[Opening EXTRACT TO READ section]

The print-shop engraver who beat Gobrecht
William Kneass never set out to make coins. He set out to make pictures on copper.
Born in Lancaster, Pennsylvania, in 1780, he built his name in Philadelphia as a commercial engraver — the patient craft of scratching an image into a metal plate one line at a time, so it could be inked and printed. He worked in line engraving (the image cut as fine grooves), stipple (built from dots), and aquatint (a tonal etching technique). In 1813 he showed an aquatint, "A View of Quebec," at the Pennsylvania Academy of the Fine Arts, and it ran in the literary magazine The Port Folio. He cut plates for the Analectic Magazine and for the American edition of Rees's Cyclopaedia. By 1815 he had his own shop on Fourth Street, above Chestnut. When the War of 1812 reached Pennsylvania, he volunteered with the field engineers who threw up fortifications west of the city.

[Closing EXTRACT TO READ section]

→ **SET OF TASKS**
**a.** Can you copy, word for word, the stretch of the passage on William Kneass from "Born in Lancaster, Pennsylvania, in" through "of the city."?
**b.** How would this sentence from the passage on William Kneass read in Spanish: "William Kneass never set out to make coins."?
**c.** Could you carry the passage on William Kneass forward, starting right after its last sentence?

[Opening SUPPLIED ENTRIES section]

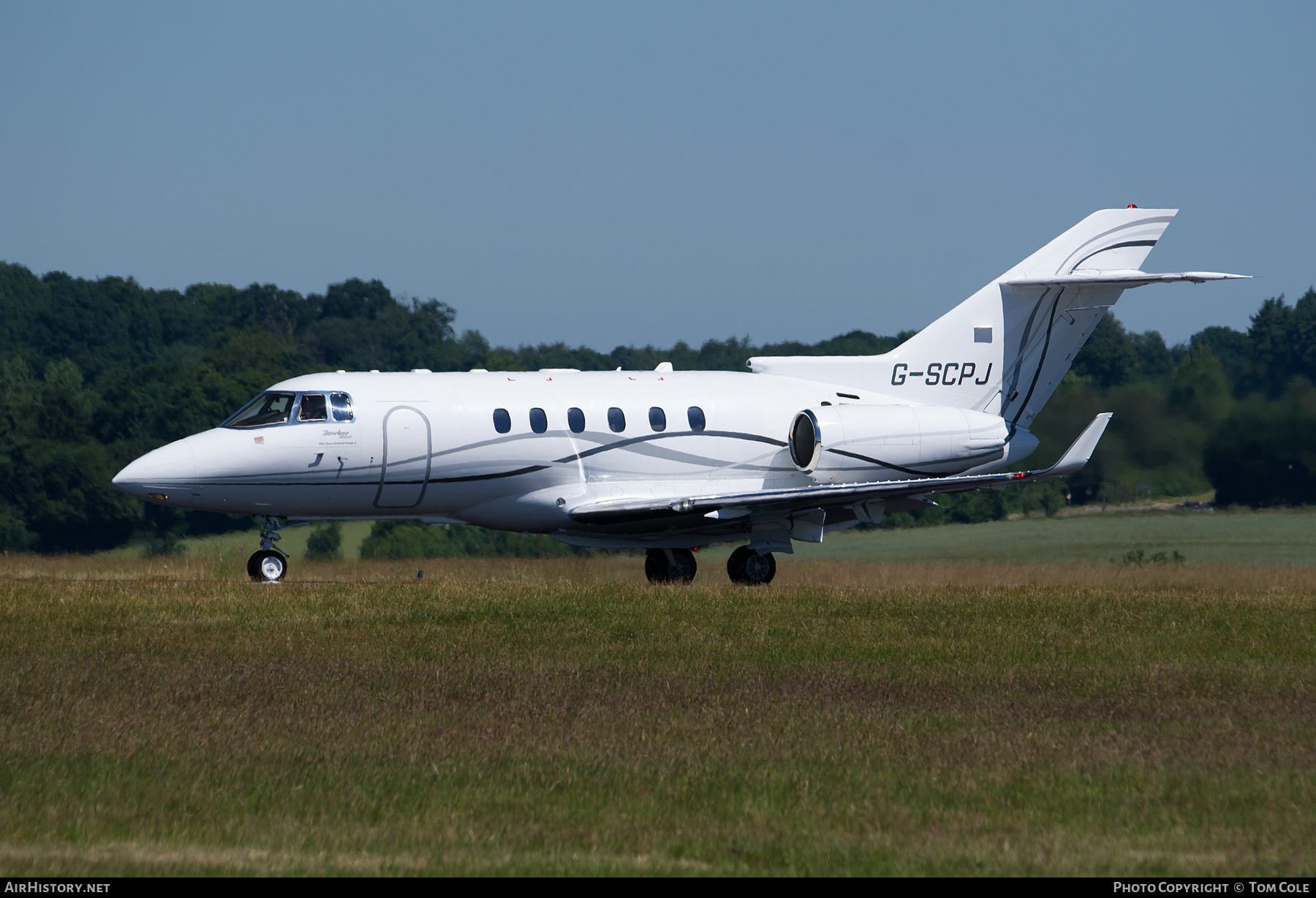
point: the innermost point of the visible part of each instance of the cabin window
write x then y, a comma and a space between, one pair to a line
314, 407
341, 403
265, 410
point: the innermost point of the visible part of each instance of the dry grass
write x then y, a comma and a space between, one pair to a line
562, 717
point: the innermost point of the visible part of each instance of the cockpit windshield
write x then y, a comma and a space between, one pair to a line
266, 409
312, 407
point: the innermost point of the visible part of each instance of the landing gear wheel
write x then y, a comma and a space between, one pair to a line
750, 567
268, 567
670, 565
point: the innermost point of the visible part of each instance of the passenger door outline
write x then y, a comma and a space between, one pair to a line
383, 467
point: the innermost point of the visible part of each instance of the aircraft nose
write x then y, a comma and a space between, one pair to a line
173, 462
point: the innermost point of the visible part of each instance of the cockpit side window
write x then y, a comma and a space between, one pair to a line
314, 407
341, 403
265, 410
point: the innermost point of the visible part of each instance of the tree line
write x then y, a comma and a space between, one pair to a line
95, 373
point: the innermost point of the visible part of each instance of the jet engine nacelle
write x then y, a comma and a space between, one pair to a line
855, 442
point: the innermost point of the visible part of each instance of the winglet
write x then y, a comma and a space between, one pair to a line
1077, 455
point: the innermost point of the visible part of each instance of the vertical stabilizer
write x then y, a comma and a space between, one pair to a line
1005, 350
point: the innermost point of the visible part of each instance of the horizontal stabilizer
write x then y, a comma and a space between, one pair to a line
1120, 278
765, 505
1077, 455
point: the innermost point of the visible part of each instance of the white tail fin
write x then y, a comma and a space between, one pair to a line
1005, 350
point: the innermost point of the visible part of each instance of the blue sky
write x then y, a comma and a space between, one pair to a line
627, 174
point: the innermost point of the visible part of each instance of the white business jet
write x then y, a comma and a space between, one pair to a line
674, 461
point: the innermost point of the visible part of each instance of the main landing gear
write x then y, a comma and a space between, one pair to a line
678, 567
750, 567
268, 565
670, 565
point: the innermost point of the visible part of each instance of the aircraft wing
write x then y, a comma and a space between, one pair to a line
776, 503
1116, 278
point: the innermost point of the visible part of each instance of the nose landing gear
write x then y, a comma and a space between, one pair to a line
750, 567
268, 565
670, 565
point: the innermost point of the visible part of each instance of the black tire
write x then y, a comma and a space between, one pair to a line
268, 567
736, 564
760, 569
679, 569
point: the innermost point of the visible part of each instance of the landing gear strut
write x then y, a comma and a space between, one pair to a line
268, 565
750, 567
670, 565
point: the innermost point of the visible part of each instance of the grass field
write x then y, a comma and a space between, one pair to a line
1269, 537
562, 717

[Closing SUPPLIED ENTRIES section]

→ **TASK RESPONSES**
**a.**
Born in Lancaster, Pennsylvania, in 1780, he built his name in Philadelphia as a commercial engraver — the patient craft of scratching an image into a metal plate one line at a time, so it could be inked and printed. He worked in line engraving (the image cut as fine grooves), stipple (built from dots), and aquatint (a tonal etching technique). In 1813 he showed an aquatint, "A View of Quebec," at the Pennsylvania Academy of the Fine Arts, and it ran in the literary magazine The Port Folio. He cut plates for the Analectic Magazine and for the American edition of Rees's Cyclopaedia. By 1815 he had his own shop on Fourth Street, above Chestnut. When the War of 1812 reached Pennsylvania, he volunteered with the field engineers who threw up fortifications west of the city.

**b.** William Kneass nunca se propuso hacer monedas.

**c.**
Then a job opened that would change his life. Robert Scot — the Mint's first Chief Engraver, the man who cut the very first US silver dollar — died in office late in 1823. Several engravers wanted the post, and one stood out on talent: Christian Gobrecht, a gifted die-cutter and machinist. But Kneass had a powerful friend inside the building. Adam Eckfeldt, the Mint's Chief Coiner, recommended him — and Eckfeldt's word carried. On January 29, 1824, William Kneass was appointed engraver and die-sinker to the United States Mint, the second person ever to hold the post. Gobrecht did not get it.
Here is what makes Kneass easy to overlook and hard to forget: in the early 1800s the Chief Engraver did not sign his coins. No initials, no monogram. So for eleven years one man quietly set the look of American pocket change and gold — and almost nobody knew his name. The coins were the signature.